# [DOKUMEN]
▼▼▼

Hari ini adalah hari ke-365 kami berpisah. Tepat hari ini, di
sini, di jam dan waktu yg sama. Aku ingat semua tentangnya saat ia masih
bersamaku. Tentang bagaimana ia menggenggamku erat selama satu setengah tahun.
Tentang bagaimana ia menarik ulur perasaanku saat itu.
365 hari telah ku lalui tanpanya. Mungkin sakit itu masih
ada, masih. Luka itupun belum seutuhnya sembuh. Tetes demi tetes air mata masih
saja berjatuhan saat melihat bayangnya. Ia sudah terbang terlalu jauh, tak
mungkin lagi dapat ku gapai. Meskipun bayang-bayangnya tak pernah pergi.
Telpon genggam ini tak pernah memunculkan lagi namanya.

▲▲▲

# [TUGAS YANG DIKERJAKAN]
1 - Ungkapan apa saja dalam kisah perpisahan ini yang menyebut jumlah hari atau tahun?
2 - Lanjutkan kisah perpisahan ini mulai dari kalimat sesudah kalimat terakhirnya.

# [DATA YANG DIBERIKAN]
▼▼▼

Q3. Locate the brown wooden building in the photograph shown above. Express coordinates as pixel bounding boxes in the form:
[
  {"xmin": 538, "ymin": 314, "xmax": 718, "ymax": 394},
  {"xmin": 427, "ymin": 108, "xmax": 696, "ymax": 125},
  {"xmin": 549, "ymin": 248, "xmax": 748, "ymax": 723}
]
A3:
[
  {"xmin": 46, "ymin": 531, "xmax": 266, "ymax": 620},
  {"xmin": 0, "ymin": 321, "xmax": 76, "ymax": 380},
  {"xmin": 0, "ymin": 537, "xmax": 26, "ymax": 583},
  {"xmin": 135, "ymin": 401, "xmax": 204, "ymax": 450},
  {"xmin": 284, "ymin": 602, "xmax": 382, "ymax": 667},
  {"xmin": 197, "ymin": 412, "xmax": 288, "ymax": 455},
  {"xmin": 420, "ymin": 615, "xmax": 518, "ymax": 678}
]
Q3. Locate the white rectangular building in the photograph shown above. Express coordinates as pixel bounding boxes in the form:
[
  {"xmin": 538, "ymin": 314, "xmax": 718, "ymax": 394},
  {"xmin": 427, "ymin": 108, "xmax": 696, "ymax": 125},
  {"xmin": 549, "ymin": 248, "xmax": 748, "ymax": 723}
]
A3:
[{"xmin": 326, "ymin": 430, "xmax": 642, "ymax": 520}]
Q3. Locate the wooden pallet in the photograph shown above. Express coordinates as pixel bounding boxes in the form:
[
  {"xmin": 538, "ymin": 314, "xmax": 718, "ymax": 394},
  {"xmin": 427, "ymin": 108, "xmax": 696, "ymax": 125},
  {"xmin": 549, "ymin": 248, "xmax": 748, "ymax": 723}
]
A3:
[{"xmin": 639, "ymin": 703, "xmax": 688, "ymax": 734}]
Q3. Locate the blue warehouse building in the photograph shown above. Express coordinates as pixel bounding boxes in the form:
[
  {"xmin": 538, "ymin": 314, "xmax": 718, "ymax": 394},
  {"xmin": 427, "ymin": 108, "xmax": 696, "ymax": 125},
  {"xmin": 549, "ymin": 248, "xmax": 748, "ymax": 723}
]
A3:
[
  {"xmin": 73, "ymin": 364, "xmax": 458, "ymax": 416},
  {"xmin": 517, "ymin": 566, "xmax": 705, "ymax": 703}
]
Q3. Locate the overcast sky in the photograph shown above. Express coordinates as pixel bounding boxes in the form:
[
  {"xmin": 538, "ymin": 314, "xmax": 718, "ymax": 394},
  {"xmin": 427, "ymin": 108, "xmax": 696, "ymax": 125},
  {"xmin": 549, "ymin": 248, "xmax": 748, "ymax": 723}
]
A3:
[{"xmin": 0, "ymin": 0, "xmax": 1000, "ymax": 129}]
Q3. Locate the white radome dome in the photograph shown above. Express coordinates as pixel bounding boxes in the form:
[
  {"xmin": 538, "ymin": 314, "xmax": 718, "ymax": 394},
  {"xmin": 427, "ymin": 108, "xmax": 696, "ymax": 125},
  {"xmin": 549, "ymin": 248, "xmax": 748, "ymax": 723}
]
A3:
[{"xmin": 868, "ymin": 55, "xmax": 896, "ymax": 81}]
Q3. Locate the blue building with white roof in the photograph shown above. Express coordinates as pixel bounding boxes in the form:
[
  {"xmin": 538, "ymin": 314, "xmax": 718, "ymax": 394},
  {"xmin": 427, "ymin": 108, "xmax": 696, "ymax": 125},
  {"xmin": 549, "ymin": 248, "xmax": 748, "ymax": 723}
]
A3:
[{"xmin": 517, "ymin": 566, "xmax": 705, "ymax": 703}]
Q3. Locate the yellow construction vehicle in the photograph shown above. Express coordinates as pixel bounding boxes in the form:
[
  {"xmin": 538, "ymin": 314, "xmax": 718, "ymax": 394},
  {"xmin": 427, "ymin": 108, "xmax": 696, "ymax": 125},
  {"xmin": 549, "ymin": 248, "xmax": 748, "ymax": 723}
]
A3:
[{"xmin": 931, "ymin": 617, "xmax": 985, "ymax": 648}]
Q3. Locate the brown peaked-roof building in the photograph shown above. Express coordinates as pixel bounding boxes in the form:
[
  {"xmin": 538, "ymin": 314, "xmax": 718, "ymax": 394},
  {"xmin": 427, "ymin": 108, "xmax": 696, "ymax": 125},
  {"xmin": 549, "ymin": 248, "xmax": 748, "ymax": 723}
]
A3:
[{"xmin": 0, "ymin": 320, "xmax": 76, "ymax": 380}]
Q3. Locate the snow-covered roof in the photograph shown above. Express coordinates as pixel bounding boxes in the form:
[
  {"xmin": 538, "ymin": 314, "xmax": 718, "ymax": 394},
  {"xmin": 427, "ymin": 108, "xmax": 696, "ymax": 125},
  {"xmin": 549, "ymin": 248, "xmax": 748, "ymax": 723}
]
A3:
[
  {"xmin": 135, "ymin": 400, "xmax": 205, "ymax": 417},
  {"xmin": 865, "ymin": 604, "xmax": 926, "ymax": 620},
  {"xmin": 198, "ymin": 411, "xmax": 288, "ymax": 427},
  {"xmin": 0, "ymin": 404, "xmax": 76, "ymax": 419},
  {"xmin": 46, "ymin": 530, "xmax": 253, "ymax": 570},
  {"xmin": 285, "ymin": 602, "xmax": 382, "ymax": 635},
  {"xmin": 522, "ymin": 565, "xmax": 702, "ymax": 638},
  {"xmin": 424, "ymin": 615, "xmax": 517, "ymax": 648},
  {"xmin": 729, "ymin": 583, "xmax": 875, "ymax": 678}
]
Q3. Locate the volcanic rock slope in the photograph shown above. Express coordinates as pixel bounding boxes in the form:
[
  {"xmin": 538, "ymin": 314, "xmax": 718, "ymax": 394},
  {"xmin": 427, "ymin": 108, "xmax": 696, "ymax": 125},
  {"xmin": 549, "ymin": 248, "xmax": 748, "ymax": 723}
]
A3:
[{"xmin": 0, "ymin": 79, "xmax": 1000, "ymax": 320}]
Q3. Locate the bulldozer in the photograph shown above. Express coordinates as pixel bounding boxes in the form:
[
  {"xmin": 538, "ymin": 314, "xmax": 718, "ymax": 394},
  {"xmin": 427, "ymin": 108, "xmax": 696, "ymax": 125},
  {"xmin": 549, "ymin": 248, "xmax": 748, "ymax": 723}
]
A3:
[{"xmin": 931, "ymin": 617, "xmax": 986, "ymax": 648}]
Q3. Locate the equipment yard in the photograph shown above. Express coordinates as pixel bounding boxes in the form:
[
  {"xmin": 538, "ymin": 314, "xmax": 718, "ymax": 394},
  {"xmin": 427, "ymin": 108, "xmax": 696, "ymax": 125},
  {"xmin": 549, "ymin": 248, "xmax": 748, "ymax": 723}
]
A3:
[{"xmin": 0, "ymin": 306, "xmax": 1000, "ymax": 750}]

▲▲▲

# [HASIL YANG DIHARAPKAN]
1 -
- hari ke-365
- satu setengah tahun
- 365 hari

2 -
Terkadang, aku menunggu mungkin suatu saat hatinya akan tergerak mengirimkan
pesan singkat sekadar bertanya “apa kabarmu?”, “apa saja yang kau lakukan
saatku tak lagi denganmu?”, ”selamat malam” atau hanya sekadar “hai”. Ya
mungkin nanti, bukan sekarang ataupun besok. Bahkan mungkin aku mengharapkan
“late phone calls” darinya. Itulah yang sangat-sangat kurindukan darinya.
Bayangkan saja seseorang yang sangat kau cintai menelponmu ketika kamu tengah
tertidur lelap hanya untuk bertanya “sudah tidur? Makan sudah? Sudah
menyelesaikan tugas-tugasmu?”. Bagaimana senyumku tak merekah mendengar
suaranya yang diturunkan beberapa oktaf dan sangat lembut, seolah-olah ia
membisikkanku dengan hatinya. Berkata manis dan menyuruhku kembali tidur, dan
oh ya, goodnight kisses di setiap akhir panggillan.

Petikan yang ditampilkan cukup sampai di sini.